§ SET PROBLEM
Retype the complete listing exactly as it appears.

== WORKING DATA

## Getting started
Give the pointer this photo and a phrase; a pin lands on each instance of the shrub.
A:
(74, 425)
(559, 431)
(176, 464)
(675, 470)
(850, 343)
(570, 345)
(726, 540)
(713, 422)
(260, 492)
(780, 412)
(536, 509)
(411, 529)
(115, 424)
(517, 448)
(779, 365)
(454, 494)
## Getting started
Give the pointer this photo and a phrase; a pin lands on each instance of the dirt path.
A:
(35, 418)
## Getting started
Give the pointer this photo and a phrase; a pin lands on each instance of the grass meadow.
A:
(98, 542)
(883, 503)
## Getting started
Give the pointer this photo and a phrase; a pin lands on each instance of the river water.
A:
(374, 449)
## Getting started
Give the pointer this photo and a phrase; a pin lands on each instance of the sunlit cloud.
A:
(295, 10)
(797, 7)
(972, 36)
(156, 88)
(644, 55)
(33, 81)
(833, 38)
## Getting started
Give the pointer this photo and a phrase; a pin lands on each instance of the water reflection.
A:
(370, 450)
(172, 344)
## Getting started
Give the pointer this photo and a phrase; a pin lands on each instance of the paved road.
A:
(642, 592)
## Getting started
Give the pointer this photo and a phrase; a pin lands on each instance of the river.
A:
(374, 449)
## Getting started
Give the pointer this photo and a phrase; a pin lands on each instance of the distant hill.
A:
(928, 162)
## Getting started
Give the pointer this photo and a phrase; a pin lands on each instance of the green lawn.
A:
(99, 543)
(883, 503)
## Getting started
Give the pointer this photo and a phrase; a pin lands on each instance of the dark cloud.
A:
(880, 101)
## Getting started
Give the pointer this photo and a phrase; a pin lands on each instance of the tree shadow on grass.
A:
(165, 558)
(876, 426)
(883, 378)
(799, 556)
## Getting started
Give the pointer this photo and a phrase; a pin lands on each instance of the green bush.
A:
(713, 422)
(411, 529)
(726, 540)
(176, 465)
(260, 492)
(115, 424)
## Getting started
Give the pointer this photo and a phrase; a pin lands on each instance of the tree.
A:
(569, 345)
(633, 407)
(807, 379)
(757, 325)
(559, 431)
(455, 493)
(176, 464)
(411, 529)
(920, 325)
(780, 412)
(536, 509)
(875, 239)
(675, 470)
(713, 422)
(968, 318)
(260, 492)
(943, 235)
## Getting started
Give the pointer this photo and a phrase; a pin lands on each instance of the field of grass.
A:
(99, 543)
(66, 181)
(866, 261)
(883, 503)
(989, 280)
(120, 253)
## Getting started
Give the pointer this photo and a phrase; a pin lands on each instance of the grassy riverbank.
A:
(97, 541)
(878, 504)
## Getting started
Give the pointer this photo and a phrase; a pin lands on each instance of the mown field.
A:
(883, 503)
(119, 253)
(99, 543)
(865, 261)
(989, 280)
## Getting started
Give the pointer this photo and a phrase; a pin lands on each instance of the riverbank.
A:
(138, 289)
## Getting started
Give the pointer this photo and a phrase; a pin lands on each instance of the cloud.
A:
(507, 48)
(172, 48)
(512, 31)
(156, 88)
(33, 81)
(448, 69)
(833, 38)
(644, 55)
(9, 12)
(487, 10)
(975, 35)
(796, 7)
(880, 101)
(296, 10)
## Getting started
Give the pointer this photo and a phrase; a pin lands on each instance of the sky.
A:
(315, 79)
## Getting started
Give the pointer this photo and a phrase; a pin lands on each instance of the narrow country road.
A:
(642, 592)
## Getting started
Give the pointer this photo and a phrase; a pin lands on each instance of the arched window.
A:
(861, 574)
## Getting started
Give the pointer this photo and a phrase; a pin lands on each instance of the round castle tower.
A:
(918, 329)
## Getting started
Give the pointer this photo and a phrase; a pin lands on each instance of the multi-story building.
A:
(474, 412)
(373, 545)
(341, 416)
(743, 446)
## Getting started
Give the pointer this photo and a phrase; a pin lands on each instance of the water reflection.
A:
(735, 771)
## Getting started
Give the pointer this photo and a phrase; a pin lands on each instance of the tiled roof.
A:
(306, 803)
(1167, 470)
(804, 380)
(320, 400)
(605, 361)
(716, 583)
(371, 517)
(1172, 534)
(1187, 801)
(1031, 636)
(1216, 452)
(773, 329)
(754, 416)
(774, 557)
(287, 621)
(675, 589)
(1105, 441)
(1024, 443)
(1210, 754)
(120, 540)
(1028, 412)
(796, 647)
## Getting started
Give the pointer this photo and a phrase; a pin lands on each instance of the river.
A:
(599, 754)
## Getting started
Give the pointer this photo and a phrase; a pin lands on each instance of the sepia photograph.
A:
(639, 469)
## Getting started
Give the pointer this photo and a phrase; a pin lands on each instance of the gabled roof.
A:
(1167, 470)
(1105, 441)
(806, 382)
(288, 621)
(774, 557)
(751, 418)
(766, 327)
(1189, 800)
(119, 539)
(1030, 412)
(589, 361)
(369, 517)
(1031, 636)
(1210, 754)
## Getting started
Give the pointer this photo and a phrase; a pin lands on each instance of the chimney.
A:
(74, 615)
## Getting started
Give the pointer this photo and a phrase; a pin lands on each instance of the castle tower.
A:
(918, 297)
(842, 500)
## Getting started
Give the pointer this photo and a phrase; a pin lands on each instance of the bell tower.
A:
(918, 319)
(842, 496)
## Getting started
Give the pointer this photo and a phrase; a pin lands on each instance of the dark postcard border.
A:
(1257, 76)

====

§ TASK SOLUTION
## Getting started
Give the pointer this photo and a phrase; a pin lands on each instance of the shrub.
A:
(74, 425)
(559, 431)
(176, 464)
(675, 470)
(850, 343)
(570, 345)
(726, 540)
(713, 422)
(260, 492)
(780, 412)
(536, 509)
(411, 529)
(115, 424)
(517, 448)
(779, 365)
(454, 494)
## Getting started
Give the pointer this photo and a phrase; a pin lands on each instance of the dirt path.
A:
(35, 418)
## Getting started
Give the pointer this photo and a phrase; a pin lands on each instance of the grass meadow.
A:
(98, 542)
(883, 503)
## Getting started
Give the pointer this photo and a phrase; a pin lands on each instance of the river water.
A:
(374, 449)
## Getting started
Give the pointer this photo and a phrase; a pin lands on each instance of the sunlit cloud.
A:
(295, 10)
(797, 7)
(972, 36)
(156, 88)
(644, 55)
(33, 81)
(833, 38)
## Getting started
Give the pointer this photo and a phrase; a pin lands on each instance of the water reflection.
A:
(370, 450)
(172, 344)
## Getting started
Give the pointer this photo and a phrase; a pin lands on each instance of the paved road.
A:
(642, 592)
## Getting started
Give the pointer this photo and a phrase; a pin lands on each instance of the river.
A:
(374, 449)
## Getting started
Give the pointer this photo and a phrase; a pin lands on each instance of the distant hill.
A:
(928, 162)
## Getting started
Give the pointer this photo and a phrase; a pin lands on each instance of the green lawn.
A:
(99, 543)
(883, 503)
## Getting started
Give the pointer this photo and a phrase; a pin lands on each instance of the dark cloud.
A:
(880, 101)
## Getting started
Give the pointer this photo and a phrase; a pin lands on each instance of the tree shadow on grass.
A:
(165, 558)
(876, 426)
(883, 378)
(799, 556)
## Getting started
Give the pointer this photo and a phrase; a pin lands on each instance of the green bush.
A:
(713, 422)
(411, 529)
(726, 540)
(176, 465)
(260, 492)
(115, 424)
## Getting started
Give the pointer this photo and a phrase; a pin lands on each instance of the tree.
A:
(569, 345)
(633, 407)
(807, 379)
(757, 325)
(559, 431)
(455, 493)
(176, 464)
(411, 529)
(920, 325)
(780, 412)
(536, 509)
(875, 239)
(675, 470)
(713, 422)
(968, 318)
(260, 492)
(943, 235)
## Getting started
Give the pointer this photo and a phrase; a pin lands on each instance of the field of grass.
A:
(99, 543)
(66, 181)
(866, 261)
(883, 503)
(989, 280)
(120, 253)
## Getting started
Give the pointer this photo and a phrase; a pin lands on each instance of the grassy riverbank.
A:
(97, 541)
(878, 504)
## Getting started
Give the pointer this photo and a phrase; a pin lands on each instance of the mown field.
A:
(883, 503)
(119, 253)
(99, 543)
(865, 261)
(989, 280)
## Getting started
Give the pointer this photo and a phrase; a pin lands on each instance of the riverbank.
A:
(138, 289)
## Getting started
Give the pointer this photo and a phrase; a pin lands on each instance of the cloud.
A:
(507, 48)
(172, 48)
(512, 31)
(156, 88)
(33, 81)
(448, 69)
(833, 38)
(644, 55)
(9, 12)
(487, 10)
(975, 35)
(796, 7)
(880, 101)
(296, 10)
## Getting started
Give the pointer this photo and a phrase; a pin lands on each instance of the sky.
A:
(315, 79)
## Getting started
Give the pointer this photo and a phrase; a pin lands on each instance of the narrow country road.
A:
(642, 592)
## Getting started
Give the pointer this photo and a phrase; a pin lands on each instance of the arched window.
A:
(861, 574)
## Getting started
Give the pointer this photo and a phrase; a pin lands on each instance of the round castle tower.
A:
(918, 329)
## Getting started
Give the pointer this photo and a phrase; a pin lands on each instance of the multi-story building.
A:
(474, 412)
(373, 545)
(341, 416)
(743, 446)
## Getting started
Give the pointer this photo and a phrase; a pin lands on each instance of the water reflection.
A:
(735, 771)
## Getting started
Give the pointer this photo and a phrase; a pin lands on each instance of the tiled roof.
A:
(306, 803)
(1167, 470)
(804, 380)
(320, 400)
(605, 361)
(716, 583)
(371, 517)
(1172, 534)
(1187, 801)
(1031, 636)
(1216, 452)
(773, 329)
(754, 416)
(774, 557)
(287, 621)
(675, 589)
(1105, 441)
(1024, 443)
(1210, 754)
(120, 540)
(1028, 412)
(796, 647)
## Getting started
Give the pointer this photo and a phrase; a pin lands on each instance of the river.
A:
(599, 754)
## Getting started
Give the pointer this photo and a phrase; a pin lands on each instance of the sepia photograph.
A:
(639, 469)
## Getting started
Give the pointer this photo and a phrase; a pin lands on each instance of the gabled roof.
A:
(1167, 470)
(1105, 441)
(806, 382)
(288, 621)
(774, 557)
(751, 418)
(766, 327)
(1189, 800)
(119, 539)
(1030, 412)
(589, 361)
(369, 517)
(1031, 636)
(1210, 754)
## Getting started
Give the pointer this photo and a phrase; a pin lands on each instance of the chimney.
A:
(74, 615)
## Getting started
Give the pointer this photo and a phrase; a pin lands on each instance of the castle tower.
A:
(918, 297)
(842, 500)
## Getting started
Give the pointer this photo and a phrase; a pin lands on each instance of the bell tower.
A:
(918, 319)
(842, 496)
## Getting started
Give the pointer this photo and a phrase; a pin lands on each instance of the dark postcard border.
A:
(1257, 76)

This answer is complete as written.